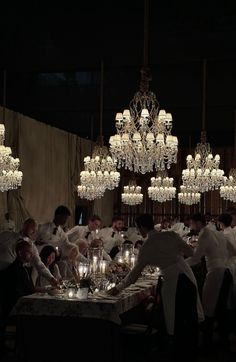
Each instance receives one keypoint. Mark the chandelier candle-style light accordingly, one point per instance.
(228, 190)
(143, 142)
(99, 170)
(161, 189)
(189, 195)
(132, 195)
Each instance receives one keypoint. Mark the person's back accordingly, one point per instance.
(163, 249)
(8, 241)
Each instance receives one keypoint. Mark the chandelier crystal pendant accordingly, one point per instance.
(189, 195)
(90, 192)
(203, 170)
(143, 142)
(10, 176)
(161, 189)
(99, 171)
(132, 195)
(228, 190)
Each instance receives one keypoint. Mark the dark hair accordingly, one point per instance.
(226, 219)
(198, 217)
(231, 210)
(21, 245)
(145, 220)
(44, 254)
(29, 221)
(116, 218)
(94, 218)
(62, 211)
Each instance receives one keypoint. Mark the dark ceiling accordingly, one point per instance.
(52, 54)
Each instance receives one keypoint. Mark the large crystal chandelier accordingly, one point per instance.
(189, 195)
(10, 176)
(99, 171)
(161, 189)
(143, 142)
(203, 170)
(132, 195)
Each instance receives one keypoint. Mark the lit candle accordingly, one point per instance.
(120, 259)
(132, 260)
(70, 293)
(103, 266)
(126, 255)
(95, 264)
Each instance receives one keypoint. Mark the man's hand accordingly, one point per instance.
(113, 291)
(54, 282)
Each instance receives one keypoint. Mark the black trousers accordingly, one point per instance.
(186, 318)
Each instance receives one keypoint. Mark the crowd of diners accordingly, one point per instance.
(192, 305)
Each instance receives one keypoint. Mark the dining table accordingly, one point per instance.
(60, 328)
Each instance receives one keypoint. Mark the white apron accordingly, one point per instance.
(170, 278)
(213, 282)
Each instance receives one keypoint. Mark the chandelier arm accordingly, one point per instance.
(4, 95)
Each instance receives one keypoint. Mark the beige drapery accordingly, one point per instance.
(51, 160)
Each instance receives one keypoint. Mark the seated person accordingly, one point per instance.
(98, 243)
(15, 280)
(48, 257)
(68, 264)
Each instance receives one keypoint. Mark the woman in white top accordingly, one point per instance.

++++++++++

** WRITTEN REQUEST **
Leave out the pictures and retype every line above exactly.

** FULL SOLUTION **
Each instance receives one keypoint. Mark the chandelier candle-style light accordingly, one point per instance.
(228, 190)
(143, 142)
(99, 170)
(161, 189)
(189, 195)
(132, 195)
Each instance receives one keypoint. Mark the person's back accordingly, one point per instance.
(163, 249)
(8, 241)
Each instance receives one keypoint. Mark the chandelier crystal pendant accordingly, one point per instance.
(189, 195)
(90, 192)
(203, 170)
(143, 142)
(10, 176)
(161, 189)
(99, 171)
(132, 195)
(228, 190)
Each instance receives one keypoint. Mark the dark hair accordingly, one point per instance.
(226, 219)
(198, 217)
(231, 210)
(21, 245)
(145, 220)
(44, 254)
(29, 221)
(116, 218)
(94, 218)
(62, 211)
Each instance receives one keypoint. Mark the dark ceiling accordingly, one point per instance.
(52, 54)
Each instance receives one keypoint. Mark the large crystal chandelier accordingly, one point per instance.
(189, 195)
(10, 176)
(99, 171)
(161, 189)
(143, 142)
(203, 170)
(132, 195)
Each instance receives one keypoint. Mark the lit candle accordingly, one point per instance.
(120, 259)
(132, 260)
(70, 293)
(103, 266)
(126, 255)
(95, 264)
Each instance receives one keypoint. Mark the man's hand accordingly, one point per instance.
(113, 291)
(54, 282)
Each instance receives one keypoint. Mark the black trousers accordingly, one point per instance.
(186, 318)
Each instance receives one keypoint. Mark the crowd of diners accordingly, one point per instance.
(192, 305)
Each instance receives one keypoint. Mark the dining table accordingly, one point per instance.
(60, 328)
Each instance receives one keypoint. Mark the white apron accordingly, one point per instance.
(170, 278)
(213, 282)
Each instance receives one keypoint. Mark the chandelier arm accordingly, one point per instance.
(4, 95)
Each instance receives one keypoint. Mark the beige drapery accordingly, one point per instance.
(51, 160)
Each instance receives one keypoint. Mark the seated person accordingly, one point per instance.
(98, 243)
(15, 280)
(48, 257)
(68, 264)
Each instance receives one keypoint. Mark the woman in white top accordingly, one point per instance.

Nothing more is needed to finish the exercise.